--- Begin ---
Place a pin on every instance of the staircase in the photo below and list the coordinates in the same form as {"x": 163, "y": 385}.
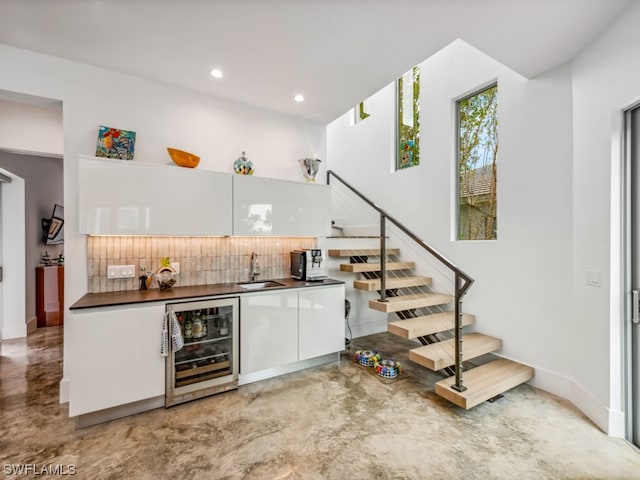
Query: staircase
{"x": 432, "y": 318}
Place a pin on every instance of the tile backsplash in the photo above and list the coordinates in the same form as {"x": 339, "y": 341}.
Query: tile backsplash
{"x": 203, "y": 260}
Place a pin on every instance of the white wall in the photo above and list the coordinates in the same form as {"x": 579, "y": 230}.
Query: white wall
{"x": 523, "y": 280}
{"x": 161, "y": 116}
{"x": 43, "y": 189}
{"x": 605, "y": 82}
{"x": 31, "y": 128}
{"x": 13, "y": 257}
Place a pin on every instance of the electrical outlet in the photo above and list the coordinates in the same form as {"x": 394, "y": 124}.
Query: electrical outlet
{"x": 121, "y": 271}
{"x": 592, "y": 278}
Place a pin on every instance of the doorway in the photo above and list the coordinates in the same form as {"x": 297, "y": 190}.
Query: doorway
{"x": 632, "y": 314}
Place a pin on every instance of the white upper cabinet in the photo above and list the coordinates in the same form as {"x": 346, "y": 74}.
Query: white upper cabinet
{"x": 264, "y": 206}
{"x": 119, "y": 197}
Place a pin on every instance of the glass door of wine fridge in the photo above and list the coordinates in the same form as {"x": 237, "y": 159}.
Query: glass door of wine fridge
{"x": 208, "y": 361}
--- End ---
- _WHAT YOU WILL DO_
Copy all of the items above word for word, leaving out the picture.

- _RESULT OF THE TASK_
Place a pin on every instance of the staircase in the photo below and list the coordinates in the same form as {"x": 163, "y": 385}.
Query: staircase
{"x": 432, "y": 318}
Place a pin on every instance of the tile backsplash in the photo above and list the coordinates in the same form as {"x": 339, "y": 341}.
Query: tile backsplash
{"x": 203, "y": 260}
Place a pin on every instance of the white wall in the photo above and list the coordinates in the same form as {"x": 579, "y": 230}.
Query: white wall
{"x": 523, "y": 280}
{"x": 161, "y": 116}
{"x": 43, "y": 189}
{"x": 605, "y": 82}
{"x": 31, "y": 128}
{"x": 13, "y": 257}
Place a pin on every instance of the electrical outlet in the photo above and list the coordinates in the same form as {"x": 394, "y": 124}.
Query: electrical outlet
{"x": 121, "y": 271}
{"x": 592, "y": 278}
Place a pin on every instance of the doorway in the photo above and list the coordinates in the same form as {"x": 297, "y": 190}.
Query: doorway
{"x": 632, "y": 314}
Place a pin on every instance of the white upper cabinet in the photo above and list the coordinates in the same form as {"x": 346, "y": 74}.
Query: white upper cabinet
{"x": 264, "y": 206}
{"x": 119, "y": 197}
Place a pin on every instance of the glass door of wine fridge in the photo above and list the coordinates in the same form as {"x": 237, "y": 159}.
Query: glass door of wine fridge
{"x": 208, "y": 361}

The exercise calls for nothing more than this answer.